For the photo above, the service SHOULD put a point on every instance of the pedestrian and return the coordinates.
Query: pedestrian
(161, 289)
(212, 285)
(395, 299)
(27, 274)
* * * * * * * * *
EXERCISE BRIEF:
Please copy out each entry exactly as it appears above.

OUTPUT:
For the photo above, the service SHOULD put a point on every instance of the pedestrian and return the coordinates.
Query: pedestrian
(161, 289)
(212, 285)
(395, 299)
(27, 274)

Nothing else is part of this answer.